NEWS


 

Why we don’t sell kākā food
ZEALANDIA Ecosanctuary

Why we don’t sell kākā food

An explanation from ZEALANDIA Conservation Manager, Dr. Danielle Shanahan

After being pretty much lost from the area in the early 1900’s, kākā are well and truly back in Wellington. Hundreds of them have been banded since they were introduced at ZEALANDIA in 2002. However, as these raucous parrots adapt to an urban environment, we need to be mindful of a few issues, including feeding kākā.

Feeding kākā the wrong foods can lead to metabolic bone disease, particularly during breeding season as adults bring food back to their nests. Kākā aren’t the greatest judge of what’s best for them and treats like nuts are irresistable. It’s a bit like offering your kids chocolate for every meal; they would probably take it every time despite the health effects.

People often ask us why we don’t sell healthy kākā food in our shop so that people can feed these fabulous birds at home. This has been a challenging dilemma for me, and one I have thought long and hard about.

 There are a couple of reasons why we have decided not to sell kākā food.  

The first is that once people start feeding kākā a little bit, the news quickly spreads and the number of birds turning up for some ‘fast food’ can quickly rise. We know of some people around Wellington who have ended up with up to 60-70 kākā in their backyard! These kinds of numbers are pretty overwhelming, and it is unhealthy for kākā and unhealthy for the people. We have also seen spikes in rat numbers where kākā feed.

__INFORMATION GIVEN__:
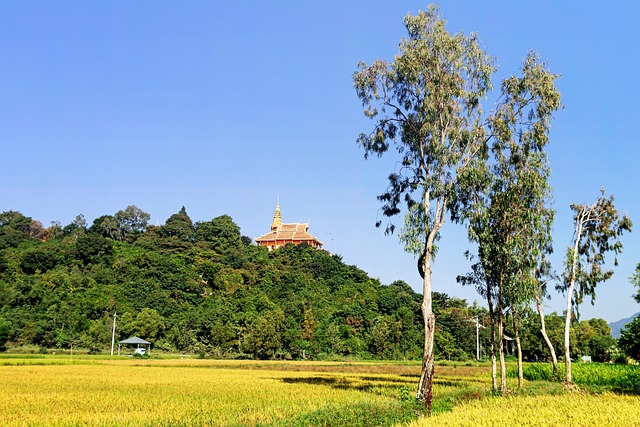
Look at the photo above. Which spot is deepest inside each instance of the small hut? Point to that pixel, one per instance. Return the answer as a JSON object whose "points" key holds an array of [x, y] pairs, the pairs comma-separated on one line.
{"points": [[137, 342]]}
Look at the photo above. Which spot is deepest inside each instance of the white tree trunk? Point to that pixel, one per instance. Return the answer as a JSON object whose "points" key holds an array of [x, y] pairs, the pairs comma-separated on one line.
{"points": [[543, 331]]}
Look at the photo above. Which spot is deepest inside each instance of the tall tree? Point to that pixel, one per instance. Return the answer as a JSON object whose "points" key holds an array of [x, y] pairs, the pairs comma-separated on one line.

__WORK REQUIRED__: Continue the ZEALANDIA article on why it doesn't sell kākā food, starting after its last sentence, about rat numbers rising where kākā feed.

__RESULT OF THE TASK__:
Another aspect of this is protecting people’s property. Unfortunately we do hear of kākā damage and it seems that this happens where kākā can access food easily. Ordinarily, kākā have to work quite hard for their food, but easy access to high-energy food leaves them with time and energy to burn! At the sanctuary we closely control the amount we feed over the day so they also have to forage naturally, and this provides them with some balance.

Finally, there are some nasty diseases that kākā can catch when large numbers are concentrated in one area. For example, some kākā have died due to salmonella, which can pose a risk to humans. Kākā are also susceptible to toxoplasmosis, which again can be fatal. That’s why the hygiene element of feeding birds is so important. Here at ZEALANDIA we have a strict hygiene regime in place which ensures feeding areas are regularly cleaned.

As you can see this is a complex situation.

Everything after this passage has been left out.